Document text ->
────────────────────

1. Field of the Invention
The present invention relates to a pattern data density inspection apparatus for inspecting the density of mask layout data in a pattern layout for a semiconductor device.
2. Background Art
Recently, with the progress in miniaturization of semiconductor devices, tolerances in dimensional accuracy of the layout design, that is to say, manufacturing error tolerances such as in the width and pitch of the line pattern, in the contrast, and in the dimensions in the height direction have become small so that if there is not sufficient flatness in the interlayer insulation film between multilayer wiring, manufacture of the semiconductor device becomes impossible. That is to say, as shown in FIG. 6, the surface of an interlayer insulation film I1 on an upper portion of a wiring pattern P1 formed on a substrate S surface, is formed naturally higher than other regions. In the case where a next layer wiring pattern is formed on the surface of this interlayer insulation film I1, reliability is impaired due for example to the wiring pattern of the next layer becoming severe at a step portion E1 of the interlayer insulation film I1, and the width of the pattern wiring being formed narrow, so that with the passing of time, this narrow portion becomes disconnected by electro-migration.

────────────────────

Rows ->
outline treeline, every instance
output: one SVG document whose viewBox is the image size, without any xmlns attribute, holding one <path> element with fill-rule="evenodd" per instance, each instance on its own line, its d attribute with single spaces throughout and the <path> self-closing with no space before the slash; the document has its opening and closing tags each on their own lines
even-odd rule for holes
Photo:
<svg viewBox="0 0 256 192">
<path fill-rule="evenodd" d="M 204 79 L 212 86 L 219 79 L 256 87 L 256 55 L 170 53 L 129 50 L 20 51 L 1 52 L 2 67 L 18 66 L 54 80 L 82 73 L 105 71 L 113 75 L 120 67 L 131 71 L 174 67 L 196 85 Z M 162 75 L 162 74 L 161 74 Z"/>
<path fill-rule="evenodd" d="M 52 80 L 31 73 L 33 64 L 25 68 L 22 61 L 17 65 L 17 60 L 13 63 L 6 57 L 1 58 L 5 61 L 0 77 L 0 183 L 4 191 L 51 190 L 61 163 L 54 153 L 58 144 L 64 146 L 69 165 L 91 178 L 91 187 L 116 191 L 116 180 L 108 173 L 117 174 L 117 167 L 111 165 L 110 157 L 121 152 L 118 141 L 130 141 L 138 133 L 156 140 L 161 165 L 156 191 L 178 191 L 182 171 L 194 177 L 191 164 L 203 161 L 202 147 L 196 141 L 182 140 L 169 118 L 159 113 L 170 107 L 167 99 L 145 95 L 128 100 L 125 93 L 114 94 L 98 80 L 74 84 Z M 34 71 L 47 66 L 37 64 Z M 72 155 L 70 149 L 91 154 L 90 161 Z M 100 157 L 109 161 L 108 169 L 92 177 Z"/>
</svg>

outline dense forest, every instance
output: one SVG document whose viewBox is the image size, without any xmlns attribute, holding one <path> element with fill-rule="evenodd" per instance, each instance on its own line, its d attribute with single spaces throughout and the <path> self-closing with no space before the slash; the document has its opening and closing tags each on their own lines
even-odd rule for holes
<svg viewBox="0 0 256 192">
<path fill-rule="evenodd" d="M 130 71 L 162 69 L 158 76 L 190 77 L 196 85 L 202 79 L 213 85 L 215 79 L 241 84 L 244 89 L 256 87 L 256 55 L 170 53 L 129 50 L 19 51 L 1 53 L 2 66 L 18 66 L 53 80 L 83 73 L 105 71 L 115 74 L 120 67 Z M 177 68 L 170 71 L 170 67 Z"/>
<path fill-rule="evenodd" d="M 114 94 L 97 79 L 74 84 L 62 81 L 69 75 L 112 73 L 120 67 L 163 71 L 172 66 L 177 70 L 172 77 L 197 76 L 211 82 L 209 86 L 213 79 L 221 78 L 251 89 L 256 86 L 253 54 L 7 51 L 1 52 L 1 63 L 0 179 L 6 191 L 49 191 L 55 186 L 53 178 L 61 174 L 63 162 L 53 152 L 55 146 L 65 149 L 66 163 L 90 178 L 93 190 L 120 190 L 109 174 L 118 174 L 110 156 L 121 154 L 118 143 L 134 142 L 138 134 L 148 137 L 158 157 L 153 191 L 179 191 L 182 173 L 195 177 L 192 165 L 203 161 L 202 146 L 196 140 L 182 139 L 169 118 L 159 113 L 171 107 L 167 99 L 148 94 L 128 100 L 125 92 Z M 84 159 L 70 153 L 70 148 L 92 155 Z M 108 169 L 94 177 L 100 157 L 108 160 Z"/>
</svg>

────────────────────

Stated problem A ->
Reproduce the stretch of the patent text on pattern data density inspection from "1. Field of" through "a semiconductor device.", substituting "inspection system" for "inspection apparatus".
Stated problem B ->
Proceed with the patent text on pattern data density inspection, picking up after its last sentence.
The records have no connection to the patent text on pattern data density inspection.

Response A ->
1. Field of the Invention
The present invention relates to a pattern data density inspection system for inspecting the density of mask layout data in a pattern layout for a semiconductor device.

Response B ->
Furthermore, the surface shape of the interlayer insulation film formed on the upper portion of the pattern wiring, changes due to the value of the wiring width. As shown in FIG. 7, a step E2 of an interlayer insulation I2, formed on the substrate S surface, compared to the step E1 shown in FIG. 6, has a restrictive shape with respect to formation of the next wiring pattern. Therefore, in order to prevent the occurrence of the above mentioned disconnection and the like of the wiring pattern of the next layer and the upper layer, a planarization technique for the interlayer insulation film involving CMP (Chemical Mechanical Polishing) or the like is used. Here, FIG. 6 (and FIG. 7) are sectional views of a semiconductor device showing a configuration example of an interlayer insulation film I1 (interlayer insulation film I2) formed when a pattern P1 (pattern P2) is on the bottom layer.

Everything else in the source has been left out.